DATA EXTRACT ▸
————
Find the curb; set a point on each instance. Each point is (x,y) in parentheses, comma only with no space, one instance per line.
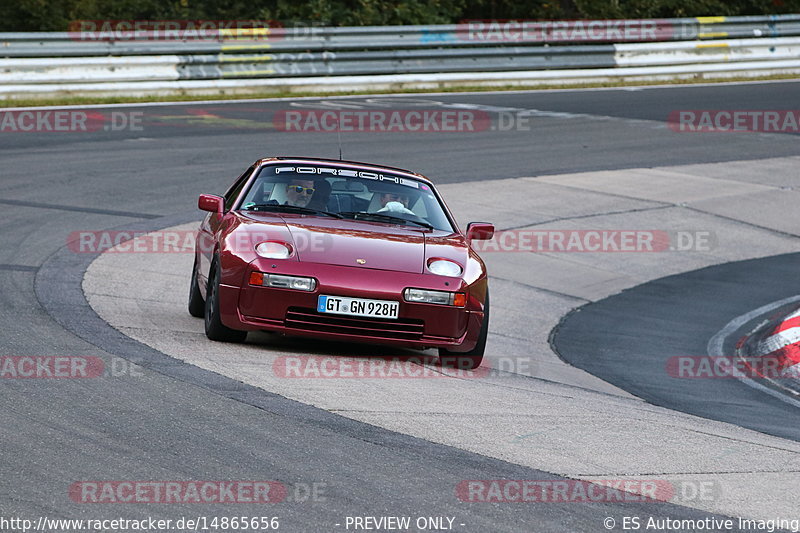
(775,344)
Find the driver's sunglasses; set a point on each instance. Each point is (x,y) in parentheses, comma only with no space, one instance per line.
(299,189)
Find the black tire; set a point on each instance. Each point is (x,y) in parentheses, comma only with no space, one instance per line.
(197,306)
(472,359)
(215,329)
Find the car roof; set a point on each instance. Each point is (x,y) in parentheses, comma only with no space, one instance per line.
(345,163)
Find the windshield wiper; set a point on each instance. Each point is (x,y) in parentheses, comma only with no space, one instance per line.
(291,209)
(379,217)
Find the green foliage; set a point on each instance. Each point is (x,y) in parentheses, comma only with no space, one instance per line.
(55,15)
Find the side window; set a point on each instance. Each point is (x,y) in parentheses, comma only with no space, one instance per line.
(234,191)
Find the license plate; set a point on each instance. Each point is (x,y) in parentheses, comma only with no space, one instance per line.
(340,305)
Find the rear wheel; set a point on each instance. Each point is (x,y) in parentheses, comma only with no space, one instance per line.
(215,329)
(197,306)
(472,359)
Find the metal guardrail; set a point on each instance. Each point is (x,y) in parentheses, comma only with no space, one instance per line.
(478,50)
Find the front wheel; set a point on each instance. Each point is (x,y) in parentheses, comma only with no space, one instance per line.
(215,329)
(197,306)
(472,359)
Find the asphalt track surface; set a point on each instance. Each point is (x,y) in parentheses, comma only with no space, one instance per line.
(605,338)
(183,423)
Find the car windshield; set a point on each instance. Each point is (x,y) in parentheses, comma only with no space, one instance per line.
(346,193)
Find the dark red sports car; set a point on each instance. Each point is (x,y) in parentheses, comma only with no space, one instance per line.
(344,251)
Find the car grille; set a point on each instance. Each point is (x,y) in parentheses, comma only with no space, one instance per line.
(311,320)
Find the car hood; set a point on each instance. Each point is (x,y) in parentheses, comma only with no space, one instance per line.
(350,243)
(367,245)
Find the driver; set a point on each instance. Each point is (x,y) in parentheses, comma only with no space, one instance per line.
(395,203)
(299,192)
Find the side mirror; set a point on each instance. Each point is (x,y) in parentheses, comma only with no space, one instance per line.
(480,231)
(211,203)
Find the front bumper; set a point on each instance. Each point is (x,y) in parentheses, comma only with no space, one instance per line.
(293,312)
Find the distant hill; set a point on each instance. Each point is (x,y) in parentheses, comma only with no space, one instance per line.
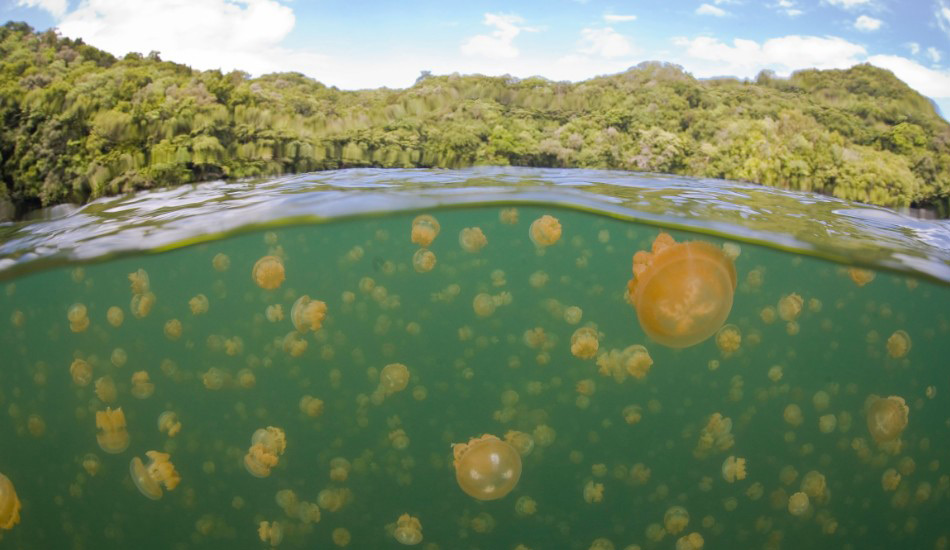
(77,124)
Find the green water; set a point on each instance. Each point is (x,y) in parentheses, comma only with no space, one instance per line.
(461,365)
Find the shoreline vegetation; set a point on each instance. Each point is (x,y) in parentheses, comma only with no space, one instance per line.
(79,123)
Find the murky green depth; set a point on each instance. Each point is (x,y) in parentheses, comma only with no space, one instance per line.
(460,365)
————
AIM OF THE EXERCISE ▸
Return exactly the lines of the data, and only those, from the line with "Find the shoreline" through the last line, inclusive.

FINISHED EXERCISE ▸
Find the shoreline vegetation; set a point on each instance. Each point is (x,y) in parentheses, comma only with no space, one instance per line.
(79,123)
Find the murky green depth; set a point on each instance. Each point is (x,y) in parentheses, comma only with no space, one instance per line.
(460,365)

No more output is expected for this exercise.